>>

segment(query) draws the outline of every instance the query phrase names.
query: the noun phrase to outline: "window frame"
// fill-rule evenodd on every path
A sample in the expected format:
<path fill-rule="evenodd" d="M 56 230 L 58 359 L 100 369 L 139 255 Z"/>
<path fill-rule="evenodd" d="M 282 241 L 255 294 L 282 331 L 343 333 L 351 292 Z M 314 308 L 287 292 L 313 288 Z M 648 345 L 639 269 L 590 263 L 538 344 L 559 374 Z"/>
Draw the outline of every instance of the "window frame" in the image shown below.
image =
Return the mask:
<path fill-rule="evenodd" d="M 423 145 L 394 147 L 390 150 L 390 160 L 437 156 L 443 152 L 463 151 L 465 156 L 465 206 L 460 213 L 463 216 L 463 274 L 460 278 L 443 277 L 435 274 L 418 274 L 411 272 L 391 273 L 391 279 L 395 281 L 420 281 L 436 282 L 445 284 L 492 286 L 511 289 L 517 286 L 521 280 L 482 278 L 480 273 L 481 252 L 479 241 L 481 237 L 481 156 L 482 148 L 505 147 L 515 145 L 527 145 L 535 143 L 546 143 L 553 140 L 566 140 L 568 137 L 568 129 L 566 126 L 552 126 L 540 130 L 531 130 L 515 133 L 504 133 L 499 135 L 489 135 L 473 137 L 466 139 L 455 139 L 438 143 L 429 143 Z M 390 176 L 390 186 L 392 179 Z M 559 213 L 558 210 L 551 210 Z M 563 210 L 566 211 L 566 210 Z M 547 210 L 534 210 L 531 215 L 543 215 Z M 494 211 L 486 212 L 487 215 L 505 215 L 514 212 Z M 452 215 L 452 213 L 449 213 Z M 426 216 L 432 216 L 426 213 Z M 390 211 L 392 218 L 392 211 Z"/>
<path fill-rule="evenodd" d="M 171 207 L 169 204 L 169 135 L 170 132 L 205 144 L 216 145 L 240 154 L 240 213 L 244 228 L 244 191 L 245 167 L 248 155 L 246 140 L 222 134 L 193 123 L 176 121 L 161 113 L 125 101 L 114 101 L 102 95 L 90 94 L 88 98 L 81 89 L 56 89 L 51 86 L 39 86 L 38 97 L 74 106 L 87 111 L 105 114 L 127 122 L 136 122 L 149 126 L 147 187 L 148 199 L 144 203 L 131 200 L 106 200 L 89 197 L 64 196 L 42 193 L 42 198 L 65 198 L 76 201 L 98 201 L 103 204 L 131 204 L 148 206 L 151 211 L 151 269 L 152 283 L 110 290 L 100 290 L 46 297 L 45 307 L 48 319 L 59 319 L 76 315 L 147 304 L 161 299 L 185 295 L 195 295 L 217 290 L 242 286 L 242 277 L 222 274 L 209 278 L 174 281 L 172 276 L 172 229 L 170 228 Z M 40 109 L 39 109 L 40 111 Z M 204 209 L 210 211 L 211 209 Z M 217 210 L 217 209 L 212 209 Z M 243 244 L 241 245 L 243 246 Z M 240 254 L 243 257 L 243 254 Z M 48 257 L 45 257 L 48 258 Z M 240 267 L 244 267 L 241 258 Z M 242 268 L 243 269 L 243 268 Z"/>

<<

_Task requirements_
Set down the lines from the very start of the items down to and including the line containing "56 230 L 58", copied character for character and nothing else.

_Answer below_
segment(query) draws the outline of every instance the query phrase names.
query: the noun phrase to outline: "window frame"
// fill-rule evenodd on every path
A sample in the expected format:
<path fill-rule="evenodd" d="M 56 230 L 58 359 L 100 369 L 139 255 Z"/>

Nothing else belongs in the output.